_EXTRACTED MATERIAL_
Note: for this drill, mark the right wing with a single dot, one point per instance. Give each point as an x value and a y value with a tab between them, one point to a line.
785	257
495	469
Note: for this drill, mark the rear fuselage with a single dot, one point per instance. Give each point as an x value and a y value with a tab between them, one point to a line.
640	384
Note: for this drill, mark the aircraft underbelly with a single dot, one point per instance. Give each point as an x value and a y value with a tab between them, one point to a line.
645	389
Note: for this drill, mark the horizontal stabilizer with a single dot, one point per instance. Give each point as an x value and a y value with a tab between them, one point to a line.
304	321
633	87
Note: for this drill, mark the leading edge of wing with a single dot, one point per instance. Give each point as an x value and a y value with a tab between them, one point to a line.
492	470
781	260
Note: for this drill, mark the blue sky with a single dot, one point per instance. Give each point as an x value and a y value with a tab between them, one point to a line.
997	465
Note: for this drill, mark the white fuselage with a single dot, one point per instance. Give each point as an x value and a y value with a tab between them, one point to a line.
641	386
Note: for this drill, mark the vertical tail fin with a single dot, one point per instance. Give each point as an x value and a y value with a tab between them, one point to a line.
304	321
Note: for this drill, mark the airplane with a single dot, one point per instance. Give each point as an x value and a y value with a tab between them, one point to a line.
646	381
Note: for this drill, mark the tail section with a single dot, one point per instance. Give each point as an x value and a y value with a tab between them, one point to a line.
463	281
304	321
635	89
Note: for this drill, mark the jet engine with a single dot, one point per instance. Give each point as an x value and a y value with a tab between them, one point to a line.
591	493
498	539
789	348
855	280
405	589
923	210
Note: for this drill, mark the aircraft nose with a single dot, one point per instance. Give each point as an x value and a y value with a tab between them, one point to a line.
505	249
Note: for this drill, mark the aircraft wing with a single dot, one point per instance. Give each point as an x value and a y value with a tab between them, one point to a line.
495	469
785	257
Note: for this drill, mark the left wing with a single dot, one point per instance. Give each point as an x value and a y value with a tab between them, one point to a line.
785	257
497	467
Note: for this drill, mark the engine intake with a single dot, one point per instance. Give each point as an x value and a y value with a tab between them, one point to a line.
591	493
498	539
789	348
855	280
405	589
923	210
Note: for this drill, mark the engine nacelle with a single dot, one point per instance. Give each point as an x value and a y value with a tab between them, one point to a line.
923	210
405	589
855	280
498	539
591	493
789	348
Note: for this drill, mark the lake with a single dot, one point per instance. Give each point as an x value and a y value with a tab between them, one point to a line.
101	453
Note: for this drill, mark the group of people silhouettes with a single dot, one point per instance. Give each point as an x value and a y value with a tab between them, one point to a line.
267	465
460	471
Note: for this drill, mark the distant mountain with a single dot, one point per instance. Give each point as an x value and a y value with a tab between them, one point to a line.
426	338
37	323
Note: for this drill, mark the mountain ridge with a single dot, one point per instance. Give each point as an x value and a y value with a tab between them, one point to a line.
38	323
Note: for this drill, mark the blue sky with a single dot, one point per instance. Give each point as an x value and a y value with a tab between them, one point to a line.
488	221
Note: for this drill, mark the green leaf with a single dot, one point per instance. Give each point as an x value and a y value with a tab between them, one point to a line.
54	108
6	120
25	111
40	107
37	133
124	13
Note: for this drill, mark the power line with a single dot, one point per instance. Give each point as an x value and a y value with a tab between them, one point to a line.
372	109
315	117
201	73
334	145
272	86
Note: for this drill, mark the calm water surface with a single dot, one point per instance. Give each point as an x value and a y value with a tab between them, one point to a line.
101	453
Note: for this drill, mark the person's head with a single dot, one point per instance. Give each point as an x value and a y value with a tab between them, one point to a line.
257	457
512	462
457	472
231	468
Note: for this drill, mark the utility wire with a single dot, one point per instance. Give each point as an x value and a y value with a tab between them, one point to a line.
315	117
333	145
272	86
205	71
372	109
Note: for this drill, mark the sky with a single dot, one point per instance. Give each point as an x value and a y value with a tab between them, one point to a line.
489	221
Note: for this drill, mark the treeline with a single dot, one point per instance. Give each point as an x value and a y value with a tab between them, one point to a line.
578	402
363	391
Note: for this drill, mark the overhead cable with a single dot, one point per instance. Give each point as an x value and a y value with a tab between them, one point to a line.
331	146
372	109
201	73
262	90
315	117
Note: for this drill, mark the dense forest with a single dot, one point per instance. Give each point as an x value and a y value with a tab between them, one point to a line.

_TASK BRIEF_
Your answer must be the line holding "Note: for this drill, mark the green" plus every later line to the end of the records, copied exactly.

_EXERCISE ANSWER_
Note: for this drill, mark the green leaf with a single dot, one point per instance. Give each point as an x value and a y value with a tab between them, one point to a line.
54	108
6	120
25	111
40	107
37	133
124	13
Note: for this drill, mark the power line with a single dot, one point per instance. Give each point as an x value and a y value with a tab between them, one point to a line.
372	109
315	117
201	73
334	145
272	86
Note: for this drill, mark the calm water surface with a single dot, one point per instance. Give each point as an x value and a y value with a tab between them, one point to a line.
101	453
Note: for this drill, mark the person's head with a single dot, one point per instance. Give each point as an x value and a y value with a tab between them, one point to a line.
257	457
512	462
457	472
231	468
Note: for this drill, mark the utility wire with a single dot, one point per instance. Give each point as an x value and a y value with a tab between them, one point to a line.
315	117
333	145
272	86
205	71
372	109
Note: for this drill, mark the sky with a single dot, one point per instance. Give each point as an x value and a y value with a tab between them, one point to a line.
489	221
Note: for this drill, mark the treeline with a single dot, one point per instance. Give each point as an x value and a y value with a tab between them, one point to a line.
578	402
363	391
Note: for this drill, mark the overhead cable with a single dot, one point per instance. Give each point as an x value and a y value with a tab between them, one point to a line.
331	146
372	109
201	73
262	90
315	117
Note: for this drill, mark the dense forest with a single dot, one point per instance. Give each point as an x value and a y value with a tab between them, one point to a line.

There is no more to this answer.